*What is needed*. Please turn the lines below into a JSON list of strings, one string per line and blank lines omitted, beginning with the line that contains "outline overcast sky" and continuing through the final line of the entries.

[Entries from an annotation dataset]
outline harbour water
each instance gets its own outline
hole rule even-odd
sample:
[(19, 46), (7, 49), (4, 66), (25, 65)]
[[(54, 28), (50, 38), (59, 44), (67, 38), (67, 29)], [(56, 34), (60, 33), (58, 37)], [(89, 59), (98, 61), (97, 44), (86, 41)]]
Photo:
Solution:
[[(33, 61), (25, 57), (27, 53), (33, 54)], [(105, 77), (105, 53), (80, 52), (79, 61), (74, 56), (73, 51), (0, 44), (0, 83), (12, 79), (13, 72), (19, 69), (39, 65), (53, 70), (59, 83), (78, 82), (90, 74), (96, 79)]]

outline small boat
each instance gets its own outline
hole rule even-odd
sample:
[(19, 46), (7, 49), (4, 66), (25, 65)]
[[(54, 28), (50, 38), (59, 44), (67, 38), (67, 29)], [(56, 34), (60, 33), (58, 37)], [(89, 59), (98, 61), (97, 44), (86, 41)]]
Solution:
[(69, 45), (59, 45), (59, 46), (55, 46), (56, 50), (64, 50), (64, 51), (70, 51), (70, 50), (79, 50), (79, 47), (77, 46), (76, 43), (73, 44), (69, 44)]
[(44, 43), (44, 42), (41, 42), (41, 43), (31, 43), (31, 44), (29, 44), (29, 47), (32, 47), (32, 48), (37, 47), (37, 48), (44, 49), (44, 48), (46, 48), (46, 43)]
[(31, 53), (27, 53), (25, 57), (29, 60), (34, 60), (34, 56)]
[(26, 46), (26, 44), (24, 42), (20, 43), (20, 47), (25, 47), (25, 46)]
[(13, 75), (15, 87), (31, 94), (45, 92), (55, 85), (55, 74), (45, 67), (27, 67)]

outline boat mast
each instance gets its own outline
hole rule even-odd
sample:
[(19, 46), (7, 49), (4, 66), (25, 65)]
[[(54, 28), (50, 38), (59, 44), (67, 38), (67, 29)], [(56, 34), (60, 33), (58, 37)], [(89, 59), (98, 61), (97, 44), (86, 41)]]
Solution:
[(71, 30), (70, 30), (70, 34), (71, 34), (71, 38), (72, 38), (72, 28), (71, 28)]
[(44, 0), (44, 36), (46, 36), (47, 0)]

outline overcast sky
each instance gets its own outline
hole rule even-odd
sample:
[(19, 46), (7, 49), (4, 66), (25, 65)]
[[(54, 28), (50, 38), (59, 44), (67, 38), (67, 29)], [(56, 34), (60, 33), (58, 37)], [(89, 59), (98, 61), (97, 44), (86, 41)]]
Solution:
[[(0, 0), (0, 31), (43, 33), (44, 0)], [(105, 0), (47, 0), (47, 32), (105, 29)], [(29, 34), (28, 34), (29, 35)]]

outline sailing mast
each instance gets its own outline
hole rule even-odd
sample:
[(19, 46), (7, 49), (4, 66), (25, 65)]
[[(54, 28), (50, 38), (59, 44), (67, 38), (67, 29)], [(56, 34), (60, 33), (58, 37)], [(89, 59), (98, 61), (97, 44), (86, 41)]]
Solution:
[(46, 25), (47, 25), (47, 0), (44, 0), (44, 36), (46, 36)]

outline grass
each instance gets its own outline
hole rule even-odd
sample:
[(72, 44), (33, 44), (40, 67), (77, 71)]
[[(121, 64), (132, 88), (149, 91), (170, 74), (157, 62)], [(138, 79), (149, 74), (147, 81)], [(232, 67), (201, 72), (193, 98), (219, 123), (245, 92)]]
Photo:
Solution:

*The reply*.
[
  "outline overcast sky",
  "each instance gets its own outline",
  "hole rule even-odd",
  "sample:",
  "[(19, 46), (7, 49), (4, 66), (25, 65)]",
  "[[(54, 28), (50, 38), (59, 44), (67, 38), (67, 29)], [(56, 34), (60, 33), (58, 37)], [(89, 59), (98, 61), (97, 44), (86, 41)]]",
  "Solution:",
  "[[(0, 0), (0, 31), (43, 33), (44, 0)], [(105, 0), (47, 0), (47, 32), (105, 29)], [(29, 34), (28, 34), (29, 35)]]",
  "outline sailing mast",
  "each instance gets its own outline",
  "hole rule even-odd",
  "sample:",
  "[(19, 46), (7, 49), (4, 66), (25, 65)]",
  "[[(54, 28), (50, 38), (59, 44), (67, 38), (67, 29)], [(56, 34), (60, 33), (58, 37)], [(89, 59), (98, 61), (97, 44), (86, 41)]]",
  "Solution:",
  "[(46, 25), (47, 25), (47, 0), (44, 0), (44, 36), (46, 36)]",
  "outline grass",
  "each instance gets its own outline",
  "hole rule even-odd",
  "sample:",
  "[(72, 44), (33, 44), (40, 67), (77, 71)]",
  "[[(121, 64), (132, 88), (149, 91), (170, 74), (157, 62)], [(138, 79), (149, 74), (147, 81)], [(232, 67), (201, 72), (193, 98), (219, 123), (245, 92)]]",
  "Photo:",
  "Solution:"
]